==== Extracted data

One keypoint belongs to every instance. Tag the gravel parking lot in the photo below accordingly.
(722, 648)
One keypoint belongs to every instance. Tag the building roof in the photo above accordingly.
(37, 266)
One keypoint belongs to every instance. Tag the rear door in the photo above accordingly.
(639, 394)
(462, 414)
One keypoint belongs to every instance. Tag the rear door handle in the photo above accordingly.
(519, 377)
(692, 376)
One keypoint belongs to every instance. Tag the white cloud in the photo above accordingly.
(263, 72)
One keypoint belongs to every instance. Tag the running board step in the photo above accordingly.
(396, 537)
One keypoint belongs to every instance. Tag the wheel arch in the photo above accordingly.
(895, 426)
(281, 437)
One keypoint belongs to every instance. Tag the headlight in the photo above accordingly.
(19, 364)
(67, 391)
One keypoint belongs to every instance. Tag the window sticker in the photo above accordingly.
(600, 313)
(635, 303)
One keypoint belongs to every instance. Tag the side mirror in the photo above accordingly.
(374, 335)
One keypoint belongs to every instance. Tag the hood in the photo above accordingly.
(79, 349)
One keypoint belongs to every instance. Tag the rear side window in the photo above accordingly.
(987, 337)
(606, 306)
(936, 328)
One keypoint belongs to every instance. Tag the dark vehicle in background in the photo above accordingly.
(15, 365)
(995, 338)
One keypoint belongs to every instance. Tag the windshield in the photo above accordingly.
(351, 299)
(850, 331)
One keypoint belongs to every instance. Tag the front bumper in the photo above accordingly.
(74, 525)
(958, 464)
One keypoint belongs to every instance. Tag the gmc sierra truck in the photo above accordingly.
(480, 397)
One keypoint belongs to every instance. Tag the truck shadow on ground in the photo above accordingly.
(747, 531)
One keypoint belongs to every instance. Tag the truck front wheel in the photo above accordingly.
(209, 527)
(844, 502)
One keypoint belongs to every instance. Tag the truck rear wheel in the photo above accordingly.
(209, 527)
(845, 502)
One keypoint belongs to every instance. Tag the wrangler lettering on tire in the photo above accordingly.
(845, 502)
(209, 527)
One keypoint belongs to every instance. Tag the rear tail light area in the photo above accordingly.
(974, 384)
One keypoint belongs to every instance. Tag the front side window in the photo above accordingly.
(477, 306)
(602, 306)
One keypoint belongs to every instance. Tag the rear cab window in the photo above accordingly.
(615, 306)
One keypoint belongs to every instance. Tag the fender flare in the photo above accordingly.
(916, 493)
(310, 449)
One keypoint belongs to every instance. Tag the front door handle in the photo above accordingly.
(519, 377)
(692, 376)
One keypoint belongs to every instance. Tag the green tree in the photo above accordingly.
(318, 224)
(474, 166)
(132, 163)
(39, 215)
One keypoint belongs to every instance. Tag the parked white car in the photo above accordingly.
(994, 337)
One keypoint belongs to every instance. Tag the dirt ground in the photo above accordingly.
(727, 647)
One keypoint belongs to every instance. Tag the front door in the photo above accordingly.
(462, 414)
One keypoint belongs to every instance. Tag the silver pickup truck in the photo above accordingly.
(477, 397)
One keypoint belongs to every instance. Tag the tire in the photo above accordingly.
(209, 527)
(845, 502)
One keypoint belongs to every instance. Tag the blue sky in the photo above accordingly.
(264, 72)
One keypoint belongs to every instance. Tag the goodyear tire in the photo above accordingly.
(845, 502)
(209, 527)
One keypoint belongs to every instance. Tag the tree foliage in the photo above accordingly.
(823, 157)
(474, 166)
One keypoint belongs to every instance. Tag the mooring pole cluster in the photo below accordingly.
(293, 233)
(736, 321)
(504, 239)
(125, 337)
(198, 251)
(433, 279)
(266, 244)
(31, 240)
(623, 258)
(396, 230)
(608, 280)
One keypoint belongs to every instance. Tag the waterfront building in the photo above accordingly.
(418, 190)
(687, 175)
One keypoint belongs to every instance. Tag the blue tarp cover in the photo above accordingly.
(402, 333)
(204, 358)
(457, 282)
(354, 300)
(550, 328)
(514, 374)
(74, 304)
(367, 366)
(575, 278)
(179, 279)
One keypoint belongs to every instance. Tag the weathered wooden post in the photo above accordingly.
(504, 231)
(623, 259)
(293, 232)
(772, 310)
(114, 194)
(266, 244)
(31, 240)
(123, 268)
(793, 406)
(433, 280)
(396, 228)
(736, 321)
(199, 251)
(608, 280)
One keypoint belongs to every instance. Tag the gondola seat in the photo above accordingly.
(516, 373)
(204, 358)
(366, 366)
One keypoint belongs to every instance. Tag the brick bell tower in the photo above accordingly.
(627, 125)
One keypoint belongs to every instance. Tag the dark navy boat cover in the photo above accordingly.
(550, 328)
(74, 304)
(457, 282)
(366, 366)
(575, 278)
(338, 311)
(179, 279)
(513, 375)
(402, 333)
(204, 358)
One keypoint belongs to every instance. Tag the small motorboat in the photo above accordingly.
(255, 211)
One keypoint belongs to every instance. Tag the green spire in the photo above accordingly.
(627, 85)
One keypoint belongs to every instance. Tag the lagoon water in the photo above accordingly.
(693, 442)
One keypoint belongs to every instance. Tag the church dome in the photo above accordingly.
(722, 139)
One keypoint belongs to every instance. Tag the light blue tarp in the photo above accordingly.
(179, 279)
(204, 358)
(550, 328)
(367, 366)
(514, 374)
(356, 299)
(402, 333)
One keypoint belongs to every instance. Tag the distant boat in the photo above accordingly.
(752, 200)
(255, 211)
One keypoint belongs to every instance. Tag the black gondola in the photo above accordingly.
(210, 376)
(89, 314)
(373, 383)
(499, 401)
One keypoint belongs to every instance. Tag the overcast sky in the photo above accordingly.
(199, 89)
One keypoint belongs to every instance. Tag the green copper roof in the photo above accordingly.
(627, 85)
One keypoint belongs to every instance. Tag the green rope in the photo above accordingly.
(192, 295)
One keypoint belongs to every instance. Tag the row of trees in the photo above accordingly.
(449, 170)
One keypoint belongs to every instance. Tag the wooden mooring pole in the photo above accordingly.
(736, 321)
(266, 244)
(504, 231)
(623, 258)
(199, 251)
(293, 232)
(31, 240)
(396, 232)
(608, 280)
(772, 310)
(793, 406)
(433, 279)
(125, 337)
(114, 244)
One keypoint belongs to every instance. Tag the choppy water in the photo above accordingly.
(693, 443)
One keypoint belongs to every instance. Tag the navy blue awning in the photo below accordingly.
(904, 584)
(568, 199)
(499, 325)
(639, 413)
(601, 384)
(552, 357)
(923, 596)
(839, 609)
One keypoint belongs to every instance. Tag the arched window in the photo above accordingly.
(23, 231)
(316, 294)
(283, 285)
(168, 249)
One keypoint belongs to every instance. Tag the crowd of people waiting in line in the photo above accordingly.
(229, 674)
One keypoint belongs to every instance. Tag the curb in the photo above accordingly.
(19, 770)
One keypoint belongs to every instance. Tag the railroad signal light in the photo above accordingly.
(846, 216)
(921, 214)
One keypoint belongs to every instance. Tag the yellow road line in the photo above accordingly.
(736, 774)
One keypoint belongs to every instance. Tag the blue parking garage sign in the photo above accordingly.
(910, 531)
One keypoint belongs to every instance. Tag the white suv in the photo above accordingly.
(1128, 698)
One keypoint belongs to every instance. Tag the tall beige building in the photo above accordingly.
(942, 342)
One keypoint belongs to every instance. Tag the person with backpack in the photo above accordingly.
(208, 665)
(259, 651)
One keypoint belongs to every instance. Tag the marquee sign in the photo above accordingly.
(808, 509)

========

Written problem: Print again each line of the listing above, exactly as it appears.

Task result:
One keypoint belongs to every instance. Tag the gravel parking lot in the photo below accordingly.
(722, 648)
One keypoint belongs to every instance. Tag the building roof in the photo above accordingly.
(37, 266)
One keypoint belongs to every instance. Tag the rear door in the photo above accordingly.
(639, 394)
(462, 414)
One keypoint belongs to every instance. Tag the rear door handle in the photo above accordingly.
(519, 377)
(692, 376)
One keypoint belongs to every instance. Tag the white cloud in the photo above accordingly.
(263, 72)
One keypoint belongs to every instance. Tag the running board step in the photo above accordingly.
(396, 537)
One keypoint belongs to every instance. Tag the wheel arch in the photo above accordingly.
(895, 426)
(281, 437)
One keypoint belongs to every instance. Tag the headlight in the photo above accordingly.
(19, 364)
(67, 391)
One keypoint belongs to every instance. Tag the window sticker in the photo above accordingly.
(600, 313)
(635, 303)
One keypoint belongs to every instance. Tag the side mirror in the photo above accordingly.
(374, 335)
One keypoint belongs to every instance. Tag the hood in the photo above accordingly.
(79, 349)
One keypoint belongs to every instance. Tag the rear side window in the photo above accordingly.
(987, 337)
(606, 306)
(936, 328)
One keypoint belongs to every instance. Tag the dark vehicle in background in the photo above accordingly.
(15, 365)
(995, 338)
One keypoint belongs to every instance. Tag the windshield in the photo above accordingly.
(351, 299)
(850, 331)
One keypoint belongs to every instance. Tag the front bumper in the photo above accordingly.
(74, 525)
(958, 464)
One keypoint belongs to every instance. Tag the gmc sierra truck in the photo above accordingly.
(480, 397)
One keypoint belongs to every instance. Tag the truck shadow on ground in the photo above accordingly.
(747, 531)
One keypoint belongs to every instance. Tag the truck front wheel in the photo above accordingly.
(209, 527)
(844, 502)
One keypoint belongs to every instance. Tag the truck rear wheel in the photo above accordingly.
(209, 527)
(845, 502)
One keypoint belongs to every instance. Tag the wrangler lettering on tire in the photo above accordingly.
(845, 502)
(209, 527)
One keypoint belongs to every instance. Tag the rear tail light area in the photo above accordingly.
(974, 384)
One keypoint belongs to every instance. Tag the front side window in the photo above accordingly.
(477, 306)
(602, 306)
One keypoint belongs to every instance. Tag the rear cab window in the photo above accordingly.
(615, 306)
One keypoint belongs to every instance. Tag the fender flare in the photo above accordingly.
(916, 493)
(310, 449)
One keypoint belongs to every instance. Tag the front door handle in the photo above accordingly.
(519, 377)
(692, 376)
One keypoint belongs to every instance. Tag the green tree in the photo above accordingly.
(318, 224)
(474, 166)
(132, 163)
(39, 215)
One keypoint belongs to every instance. Tag the parked white car in the photo above accordingly.
(994, 337)
One keypoint belongs to every instance. Tag the dirt ground in the photo above accordingly.
(727, 647)
One keypoint belongs to every instance. Tag the front door in the photo above accordingly.
(462, 414)
One keypoint belongs to every instance. Tag the silver pickup truck in the photo above accordingly.
(477, 397)
One keypoint belongs to every instance. Tag the tire in the photo above accordingly.
(209, 527)
(845, 502)
One keypoint belongs to every instance. Tag the blue sky in the photo above accordingly.
(264, 72)
One keypoint belongs to every instance. Tag the goodyear tire in the photo above accordingly.
(845, 502)
(209, 527)
One keypoint belongs to every instance. Tag the tree foliage in the photo above accordingly.
(823, 157)
(474, 166)
One keypoint belongs to every instance. Tag the mooring pole cluster in the photo below accordingly.
(293, 233)
(736, 321)
(504, 239)
(125, 337)
(198, 251)
(433, 279)
(266, 244)
(31, 240)
(623, 258)
(396, 230)
(608, 280)
One keypoint belongs to every instance. Tag the waterfront building in the photo above accordingly.
(418, 190)
(687, 175)
One keypoint belongs to every instance. Tag the blue tarp cover in the photo above accordingly.
(402, 333)
(204, 358)
(457, 282)
(354, 300)
(550, 328)
(514, 374)
(74, 304)
(367, 366)
(575, 278)
(179, 279)
One keypoint belongs to every instance. Tag the weathered wooden post in the photo above accordingly.
(504, 231)
(623, 259)
(293, 232)
(772, 310)
(114, 194)
(266, 244)
(31, 240)
(123, 268)
(793, 406)
(433, 280)
(396, 228)
(736, 321)
(199, 251)
(608, 280)
One keypoint belongs to every instance. Tag the gondola seat in the photo above accordingly.
(516, 373)
(204, 358)
(366, 366)
One keypoint belongs to every instance. Tag the brick bell tower in the photo above accordingly.
(627, 125)
One keypoint belongs to every instance. Tag the dark navy boat cover in the photo above accordingly.
(550, 328)
(74, 304)
(457, 282)
(366, 366)
(575, 278)
(338, 311)
(179, 279)
(513, 375)
(402, 333)
(204, 358)
One keypoint belongs to every instance. Tag the small motorboat in the photo above accordingly.
(255, 211)
One keypoint belongs to every instance. Tag the green spire in the photo above accordingly.
(627, 85)
One keypoint belongs to every instance. Tag the lagoon water in the photo above accordingly.
(693, 442)
One keypoint belongs to every instance. Tag the church dome in the photo above accordingly.
(722, 139)
One keypoint belongs to every instance. Tag the light blue tarp in the photo above accordingly.
(179, 279)
(204, 358)
(550, 328)
(367, 366)
(514, 374)
(356, 299)
(402, 333)
One keypoint belongs to every instance. Tag the distant boat in the photo above accordingly.
(752, 200)
(255, 211)
One keypoint belongs to every instance. Tag the black gondola in the photo above accordingly.
(210, 376)
(89, 314)
(373, 383)
(499, 401)
One keypoint belongs to every instance. Tag the overcast sky in the photo above accordingly.
(199, 89)
One keypoint belongs to every instance. Tag the green copper roof in the photo above accordingly.
(627, 85)
One keypoint belongs to every instance. Tag the green rope in the photo above accordingly.
(192, 295)
One keypoint belongs to every instance. Tag the row of trees in the photo above accordingly.
(449, 170)
One keypoint belongs to every instance. Tag the wooden mooring pole in the photo above accordingly.
(736, 321)
(266, 244)
(504, 231)
(623, 258)
(199, 251)
(293, 232)
(31, 240)
(396, 232)
(608, 280)
(772, 310)
(793, 406)
(433, 279)
(125, 337)
(114, 244)
One keypoint belongs to every instance. Tag the choppy water in the photo above accordingly.
(693, 443)
One keypoint belongs to every instance. Tag the navy blue awning in the photo below accordingly.
(904, 584)
(568, 199)
(499, 325)
(639, 413)
(601, 384)
(552, 357)
(923, 596)
(839, 609)
One keypoint belongs to every instance. Tag the arched window in the photo above accordingly.
(23, 231)
(316, 294)
(283, 285)
(168, 249)
One keypoint belongs to every instance. Tag the crowd of people waiting in line in the photo above accordingly.
(229, 674)
One keypoint belongs to every instance. Tag the curb in the photo above accordingly.
(19, 770)
One keypoint belongs to every instance. Tag the railroad signal light in the photo above accordingly.
(846, 216)
(921, 214)
One keypoint belongs to every instance. Tag the yellow road line in the photo above accordingly.
(736, 774)
One keypoint belongs to every instance. Tag the blue parking garage sign in the photo above accordingly.
(910, 531)
One keypoint belongs to every instance. Tag the white suv in the photo above accordingly.
(1128, 698)
One keypoint belongs to every instance. Tag the tall beige building in the photo above accordingly.
(942, 342)
One keypoint belongs to every instance. Tag the person with backpack in the photo above accordingly.
(208, 665)
(259, 651)
One keypoint belongs to every instance. Tag the marquee sign in the photo above accordingly.
(808, 509)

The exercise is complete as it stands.